### Tasks and exercises:
[A] List every piece of equipment the tennis drills text names for use in its drills.
[B] Print the part of the tennis drills text starting with "- Throw one ball at a time near" and going on through "of bare hands.".
[C] Continue the tennis drills text after its last sentence.

### Source extract:
The only difference is that you have to put a basket near the student and the student holds a tennis racket.
- Start throwing one ball at a time and ask the student to direct the ball to the basket with the help of the racket. Make sure the student hits the ball after it bounces once.
At the start, place the basket near the student and keep moving it away with time to make the drill challenging.
To make this drill a little easy for new kids, ask your student to catch the ball with the help of the racquet’s stringbed and run towards the basket to put the ball in it and return to its original position.
Through this drill, they will learn precision and improve their speed.
This drill is more exciting and full of fun. The purpose of this drill is to improve hand-eye coordination and concentration. We will use the same setup for the trainer and trainees.
The only difference is that the trainee will be holding a cone for this drill instead of a racquet. So, our main equipment for this drill is a tennis ball and a cone.
- Throw one ball at a time and the student has to catch the ball with the cone in such a way that it drops into the cone perfectly. Make sure the ball bounces once before the trainee catches it.
- The student has to move quickly toward the basket, put the ball in it, and return to its original position.
Again, declare the winner of the day to keep your students motivated.
Another name for this drill is dribble because it is similar to the basketball’s dribble. In this drill, you can train multiple students as a team, but I suggest 5 students per team and training one team at a time.
Before starting this drill, mark some areas near the net with cones or any other thing.
- Your student drops the ball on the ground, and when the ball bounces up, ask him/her to hit it with a racquet so that it hits the ground again.
- Once they have maintained this hit-and-bounce task, ask them to direct the ball to your marked areas while keep hitting and bouncing the ball throughout their movement toward the marked zone.
- Once they reach the marked area, they must return to the original position doing the same task.
Any student who misses the ball should be eliminated from the round so you can declare the winner to keep them motivated.
Note: This drill can be performed anywhere without a court.
Catch & Toss – Forehand Drill
This is one of the best tennis drills to train your students with basic forehand techniques. Ask your student to stand near the net at the center of the service line by keeping his feet a little close enough so he can bend his knees.
You will be standing near the net with a basket of balls on the other side of the court.
- Throw one ball at a time near the student so that the ball bounces once. Make sure you throw the ball on the player’s dominant/playing hand side to give the feel of the forehand.
- Ask the student to catch the ball with a bare hand and toss it back to you.
- The student is not allowed to move while catching the ball, he can bend only with his knees.
Once the students are trained enough for this drill, ask them to use a racquet instead of bare hands.
Tennis Balance Drills
No matter if you are playing a forehand, backhand, or a quick volley, your body needs consistency and balance all the time so you can quickly react to every shot.
Why is balance important in tennis?
The main object we try to hit and control is the tennis ball. So, the main problem players, at all levels, the face is controlling the ball.
We can’t control the ball 100%, most of the time we are playing at probabilities due to unforced errors because of the environment and so many other things.
However, we can try to control the ball as far as we balance our bodies. So, the balance, stability, and control of the ball go hand in hand.
Jumping Spot to Spot
This balance and leg strengthening drill is for beginner players and kids. Below I have shared some balance exercises for advanced players as well.

### Extracted data entries:

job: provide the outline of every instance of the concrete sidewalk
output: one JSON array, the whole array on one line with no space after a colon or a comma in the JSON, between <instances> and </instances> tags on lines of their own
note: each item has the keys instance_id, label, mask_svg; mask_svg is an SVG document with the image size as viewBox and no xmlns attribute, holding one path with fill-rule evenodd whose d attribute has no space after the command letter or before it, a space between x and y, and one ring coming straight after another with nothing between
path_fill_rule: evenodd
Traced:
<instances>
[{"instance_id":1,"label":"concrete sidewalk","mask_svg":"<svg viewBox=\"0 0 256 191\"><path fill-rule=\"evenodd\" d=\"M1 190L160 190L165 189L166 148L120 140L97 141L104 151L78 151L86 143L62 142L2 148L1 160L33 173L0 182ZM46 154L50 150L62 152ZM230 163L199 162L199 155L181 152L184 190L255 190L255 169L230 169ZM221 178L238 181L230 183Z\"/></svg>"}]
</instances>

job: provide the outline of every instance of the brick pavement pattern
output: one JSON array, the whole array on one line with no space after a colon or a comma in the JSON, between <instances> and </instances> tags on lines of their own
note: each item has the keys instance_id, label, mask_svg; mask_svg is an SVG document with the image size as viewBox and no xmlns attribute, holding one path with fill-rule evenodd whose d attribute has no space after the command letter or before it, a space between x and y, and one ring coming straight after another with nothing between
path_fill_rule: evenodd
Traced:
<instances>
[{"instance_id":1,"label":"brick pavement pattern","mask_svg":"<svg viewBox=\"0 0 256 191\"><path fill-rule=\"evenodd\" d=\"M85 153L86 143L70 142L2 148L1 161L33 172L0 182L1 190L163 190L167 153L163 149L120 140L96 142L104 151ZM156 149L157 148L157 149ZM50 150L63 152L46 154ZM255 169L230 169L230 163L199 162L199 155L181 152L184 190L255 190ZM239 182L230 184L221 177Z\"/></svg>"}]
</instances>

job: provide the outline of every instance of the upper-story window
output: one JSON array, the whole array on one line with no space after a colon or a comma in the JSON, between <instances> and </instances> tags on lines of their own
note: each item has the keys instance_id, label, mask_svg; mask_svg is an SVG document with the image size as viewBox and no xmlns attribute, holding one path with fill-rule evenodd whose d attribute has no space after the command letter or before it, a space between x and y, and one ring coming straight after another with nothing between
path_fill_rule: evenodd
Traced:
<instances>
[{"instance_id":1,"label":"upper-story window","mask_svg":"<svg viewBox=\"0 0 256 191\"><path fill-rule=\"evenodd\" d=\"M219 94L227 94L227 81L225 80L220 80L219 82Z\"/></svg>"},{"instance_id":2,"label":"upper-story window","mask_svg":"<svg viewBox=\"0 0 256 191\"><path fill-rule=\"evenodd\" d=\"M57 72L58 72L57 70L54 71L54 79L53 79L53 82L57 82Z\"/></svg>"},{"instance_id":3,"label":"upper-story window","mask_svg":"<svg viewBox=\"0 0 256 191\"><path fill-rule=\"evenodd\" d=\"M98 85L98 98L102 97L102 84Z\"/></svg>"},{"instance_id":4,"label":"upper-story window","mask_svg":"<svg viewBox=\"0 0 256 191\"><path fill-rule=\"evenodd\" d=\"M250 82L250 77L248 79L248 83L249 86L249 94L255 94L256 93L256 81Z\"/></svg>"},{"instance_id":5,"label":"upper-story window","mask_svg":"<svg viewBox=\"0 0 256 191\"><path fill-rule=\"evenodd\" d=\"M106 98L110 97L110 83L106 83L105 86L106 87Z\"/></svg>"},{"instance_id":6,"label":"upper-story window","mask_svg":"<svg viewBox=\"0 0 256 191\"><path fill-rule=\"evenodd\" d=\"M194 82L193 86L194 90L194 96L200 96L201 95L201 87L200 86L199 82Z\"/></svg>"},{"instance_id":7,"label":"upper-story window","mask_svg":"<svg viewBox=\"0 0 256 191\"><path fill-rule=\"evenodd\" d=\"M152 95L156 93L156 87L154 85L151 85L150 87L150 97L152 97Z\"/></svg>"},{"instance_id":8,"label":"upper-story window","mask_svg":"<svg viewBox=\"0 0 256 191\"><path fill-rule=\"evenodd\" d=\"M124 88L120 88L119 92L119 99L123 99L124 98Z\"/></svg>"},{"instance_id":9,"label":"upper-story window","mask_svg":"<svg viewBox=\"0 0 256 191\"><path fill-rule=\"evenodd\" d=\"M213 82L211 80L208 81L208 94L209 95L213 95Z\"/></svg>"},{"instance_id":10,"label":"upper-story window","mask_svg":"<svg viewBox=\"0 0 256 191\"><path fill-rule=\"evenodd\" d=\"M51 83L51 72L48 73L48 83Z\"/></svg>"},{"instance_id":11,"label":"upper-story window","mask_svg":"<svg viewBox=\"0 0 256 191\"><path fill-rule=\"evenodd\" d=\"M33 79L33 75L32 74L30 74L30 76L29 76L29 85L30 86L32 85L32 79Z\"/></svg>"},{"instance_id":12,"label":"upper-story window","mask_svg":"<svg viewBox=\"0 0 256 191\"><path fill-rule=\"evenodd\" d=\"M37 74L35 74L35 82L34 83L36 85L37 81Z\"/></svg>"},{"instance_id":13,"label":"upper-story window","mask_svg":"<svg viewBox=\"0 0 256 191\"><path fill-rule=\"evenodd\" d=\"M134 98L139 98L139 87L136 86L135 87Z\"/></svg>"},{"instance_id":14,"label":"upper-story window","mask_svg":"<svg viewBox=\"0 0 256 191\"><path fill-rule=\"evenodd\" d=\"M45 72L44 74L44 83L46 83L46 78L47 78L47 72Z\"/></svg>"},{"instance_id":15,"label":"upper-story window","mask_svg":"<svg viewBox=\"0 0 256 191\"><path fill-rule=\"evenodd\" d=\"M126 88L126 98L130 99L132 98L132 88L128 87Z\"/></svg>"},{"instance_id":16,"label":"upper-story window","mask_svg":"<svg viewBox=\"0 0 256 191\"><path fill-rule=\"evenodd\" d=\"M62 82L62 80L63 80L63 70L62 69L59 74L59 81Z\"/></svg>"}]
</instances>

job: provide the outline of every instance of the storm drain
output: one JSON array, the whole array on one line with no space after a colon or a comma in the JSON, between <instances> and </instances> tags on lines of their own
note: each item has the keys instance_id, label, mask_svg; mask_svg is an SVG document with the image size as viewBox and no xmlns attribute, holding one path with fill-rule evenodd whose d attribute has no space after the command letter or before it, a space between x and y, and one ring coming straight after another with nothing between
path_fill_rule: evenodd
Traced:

### Responses:
[A]
- Basket
- Tennis racket (racquet)
- Tennis ball
- Cone

[B]
- Throw one ball at a time near the student so that the ball bounces once. Make sure you throw the ball on the player’s dominant/playing hand side to give the feel of the forehand.
- Ask the student to catch the ball with a bare hand and toss it back to you.
- The student is not allowed to move while catching the ball, he can bend only with his knees.
Once the students are trained enough for this drill, ask them to use a racquet instead of bare hands.

[C]
As the name suggests, in this drill, the player will be jumping from spot to spot using one leg only. This drill not only improves balance but also strengthens your legs.
- Have 4-5 kids/students stand in a line behind each other on the left side of the court near the baseline.
- Mark the areas on the court starting from the feet of the first student and ending on the left pole of the net in such a way that these marked areas create a shape like a parabola as shown in the above picture.
- Ask the first kid in the line to stand on his right leg and jump to the marked area without touching the left leg to the ground.
- Once the kid has moved to the marked area, ask him to balance the body in the same position(standing straight) on one leg.
- Then ask this kid to keep jumping and balancing until he reaches the last marked area.
- Once the first kid has finished this drill, ask the second kid in the line to do the same until all kids have finished this drill.
To make this drill challenging, ask the student to alternate legs on each jump. You can also modify the pattern of the marked areas to make this exercise more difficult.
Don’t worry, we are not going to walk over a rope in the air.
- Take a rope and place it straight on the ground.
- Stand straight on one end of the rope by holding your arms out wide to your sides.
- Walk on the rope. Don’t step off the rope when walking.
- Upon reaching the other end of the rope, walk in the backward direction without turning back.
- Take a loop resistance band and put it in your legs just above your ankles.
- Stand straight with your feet joined together and hold your arms out wide to your sides.
- Engage your hip muscles.
- Move your right leg in the backward, right and forward direction.
- Keep doing this with the same leg as far as you can.
- When you are done with the right leg, repeat the same procedure with your left leg.
- Stand straight with your shoulders wide, and feet hip-width apart.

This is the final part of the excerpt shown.